━━ PROVIDED PASSAGE ━━

If cancer research is anything like high frequency trading and time series analysis (which I used to work on), then one heinous thing about corrupted data is inter-dependencies among different data processing tasks: if data coming in "early" in the data workflow topology is garbage, its errors are propagated throughout the dataflow, resulting in multiple days of data detective work, laborious undoing of everything that went wrong, etc.

Also, I observe that the data science community does not talk about these issues nearly as much as they should either because 1) it doesn't make a very inspirational topic 2) they are shielded from this kind of issue by a data engineering team.


Agreed. We need to talk about these issues as a community and come up with effective strategies to prevent data contamination. We've done this for web development and the result was a panoply of tools to validate form input. Now we need to do this for our back-end tools.

For instance, statistical programming languages like R, which generally operate on nice tabular data, should come with built in methods to enforce data validity. I should be able to tell R that I expect certain columns to only contain values from 0-1 and no NAs. This is an easy example because languages like R are somewhat dictatorial about how they want you input and process data, but one can imagine the same sort of methods built into the base libraries of general purpose languages.

━━━
━━ DATA EXTRACTS ━━

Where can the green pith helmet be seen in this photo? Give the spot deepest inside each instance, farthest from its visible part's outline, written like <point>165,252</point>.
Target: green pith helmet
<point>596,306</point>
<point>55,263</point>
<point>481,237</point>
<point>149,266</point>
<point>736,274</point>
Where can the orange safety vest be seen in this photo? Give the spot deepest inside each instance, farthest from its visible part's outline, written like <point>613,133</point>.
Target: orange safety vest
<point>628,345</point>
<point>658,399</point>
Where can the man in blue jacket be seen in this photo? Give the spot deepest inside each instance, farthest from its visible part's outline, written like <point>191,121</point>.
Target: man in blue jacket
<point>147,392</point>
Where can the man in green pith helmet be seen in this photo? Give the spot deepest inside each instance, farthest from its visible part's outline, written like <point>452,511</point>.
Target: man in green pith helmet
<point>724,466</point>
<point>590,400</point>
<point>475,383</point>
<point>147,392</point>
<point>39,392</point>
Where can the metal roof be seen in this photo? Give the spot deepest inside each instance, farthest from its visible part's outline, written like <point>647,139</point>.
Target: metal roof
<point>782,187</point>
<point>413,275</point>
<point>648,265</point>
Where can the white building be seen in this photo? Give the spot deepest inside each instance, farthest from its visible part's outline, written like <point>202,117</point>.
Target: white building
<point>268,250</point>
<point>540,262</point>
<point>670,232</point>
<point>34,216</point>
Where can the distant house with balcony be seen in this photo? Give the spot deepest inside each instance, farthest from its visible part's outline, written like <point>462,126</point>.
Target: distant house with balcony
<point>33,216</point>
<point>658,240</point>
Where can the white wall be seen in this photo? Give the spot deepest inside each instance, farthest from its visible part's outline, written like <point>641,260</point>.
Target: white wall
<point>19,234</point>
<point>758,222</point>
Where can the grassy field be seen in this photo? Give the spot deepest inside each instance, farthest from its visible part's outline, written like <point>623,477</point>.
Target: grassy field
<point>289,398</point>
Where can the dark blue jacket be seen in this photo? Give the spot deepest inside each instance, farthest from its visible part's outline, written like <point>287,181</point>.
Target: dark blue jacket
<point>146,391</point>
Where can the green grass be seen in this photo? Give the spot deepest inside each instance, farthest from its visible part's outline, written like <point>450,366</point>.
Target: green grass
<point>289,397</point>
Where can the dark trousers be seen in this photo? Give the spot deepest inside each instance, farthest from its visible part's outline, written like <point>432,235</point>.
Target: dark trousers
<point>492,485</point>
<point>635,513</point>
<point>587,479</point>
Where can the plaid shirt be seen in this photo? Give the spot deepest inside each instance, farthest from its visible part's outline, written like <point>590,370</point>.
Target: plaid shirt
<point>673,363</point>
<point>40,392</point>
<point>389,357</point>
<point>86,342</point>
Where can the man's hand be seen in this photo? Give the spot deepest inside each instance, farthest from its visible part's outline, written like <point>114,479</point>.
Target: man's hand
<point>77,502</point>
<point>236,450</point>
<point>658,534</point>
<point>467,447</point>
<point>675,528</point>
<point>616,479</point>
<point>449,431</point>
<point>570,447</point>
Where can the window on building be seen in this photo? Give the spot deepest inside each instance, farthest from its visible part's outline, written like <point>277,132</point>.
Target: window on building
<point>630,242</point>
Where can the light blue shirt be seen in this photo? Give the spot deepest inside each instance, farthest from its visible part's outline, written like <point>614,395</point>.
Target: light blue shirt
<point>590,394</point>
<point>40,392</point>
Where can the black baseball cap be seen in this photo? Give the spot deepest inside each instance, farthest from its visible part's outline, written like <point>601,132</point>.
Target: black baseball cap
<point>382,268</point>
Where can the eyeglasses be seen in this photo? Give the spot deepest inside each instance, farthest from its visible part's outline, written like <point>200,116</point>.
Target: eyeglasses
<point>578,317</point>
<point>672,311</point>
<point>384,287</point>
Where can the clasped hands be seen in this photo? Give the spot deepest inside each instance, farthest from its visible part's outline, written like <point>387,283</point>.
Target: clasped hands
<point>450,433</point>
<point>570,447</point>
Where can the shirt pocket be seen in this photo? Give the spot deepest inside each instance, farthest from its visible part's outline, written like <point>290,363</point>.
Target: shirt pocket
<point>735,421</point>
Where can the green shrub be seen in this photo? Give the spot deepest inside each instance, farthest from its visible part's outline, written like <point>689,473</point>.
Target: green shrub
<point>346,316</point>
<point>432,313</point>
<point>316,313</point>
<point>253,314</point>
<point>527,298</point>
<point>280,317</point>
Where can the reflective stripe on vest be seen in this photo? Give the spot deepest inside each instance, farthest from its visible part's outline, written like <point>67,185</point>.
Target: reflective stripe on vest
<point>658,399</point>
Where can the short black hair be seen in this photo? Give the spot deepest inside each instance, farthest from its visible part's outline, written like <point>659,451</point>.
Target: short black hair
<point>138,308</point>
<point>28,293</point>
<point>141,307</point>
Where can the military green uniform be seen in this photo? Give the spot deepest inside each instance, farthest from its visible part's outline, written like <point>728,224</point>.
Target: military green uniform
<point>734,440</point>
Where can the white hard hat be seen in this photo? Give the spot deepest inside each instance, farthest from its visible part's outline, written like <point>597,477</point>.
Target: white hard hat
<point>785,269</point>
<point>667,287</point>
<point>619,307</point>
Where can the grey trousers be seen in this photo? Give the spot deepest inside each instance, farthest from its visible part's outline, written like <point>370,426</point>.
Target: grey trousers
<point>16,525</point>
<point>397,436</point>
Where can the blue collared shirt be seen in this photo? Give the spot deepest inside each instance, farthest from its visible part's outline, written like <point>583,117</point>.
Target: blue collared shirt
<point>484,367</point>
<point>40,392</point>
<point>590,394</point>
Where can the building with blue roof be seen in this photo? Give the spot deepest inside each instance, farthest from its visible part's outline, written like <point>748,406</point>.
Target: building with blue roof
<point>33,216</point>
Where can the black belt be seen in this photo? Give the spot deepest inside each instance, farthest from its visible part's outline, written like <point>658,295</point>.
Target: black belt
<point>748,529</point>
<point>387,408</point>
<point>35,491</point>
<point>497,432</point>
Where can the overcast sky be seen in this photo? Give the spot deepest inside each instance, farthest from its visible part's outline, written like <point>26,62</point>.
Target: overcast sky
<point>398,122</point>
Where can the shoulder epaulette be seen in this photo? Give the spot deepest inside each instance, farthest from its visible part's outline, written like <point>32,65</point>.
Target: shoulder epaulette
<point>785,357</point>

━━━

(WHAT TO PRODUCE): Resume the discussion of corrupted data and validation tools, picking up right after its last sentence.

(ANSWER SPACE):
On the other hand, maybe we need to be more rigorous on the whole about data validation. We accept that automated/continuous testing is an effective mechanism for preventing bugs. We need the same automated systems to check data files and flag them when there are issues.


Take a look at the testdat package which provides some tools in the direction.


I quite like the term "data civilian."


Yes! They'll never know what life is really like in the data trenches, watching your best buddy get renormalized just one standard deviation away from you. And maybe they can sleep at night.

Semper chi^2, bro.


Really? It made me think that Monica Rogati, the speaker of said term, is very full of herself and her profession.


Having met Monica briefly at a conference, I don't think that's the case. But I can understand why that would give the impression.


I was wondering what that meant.


The article doesn't give a definition, but I assume it is referring to people who work with data at a small scale, i.e. something that couldn't be called "big" data. Totally arbitrary, but it's nice to have a term which is somewhat the opposite of "big data scientist."


"Big" is of course also relative; there is a massive difference between something you can load in Excel, Google's 2 terabytes of N-grams and datasets that you can't even fit on a regular hard drive.


IMHO it's not relative all and is pretty clearly defined - "big data" refers to technologies and processes for analyzing data that doesn't fit on a single machine, and only to that.

It is often misused to mean anything that doesn't fit on an A4 sheet of paper, but for many companies the largest dataset that they have fits in the RAM of an ancient laptop.

If you need to analyze a couple million sales transactions or a dozen gigabytes of web visitor logs then the most appropriate methods won't include 'big data' in their descriptions.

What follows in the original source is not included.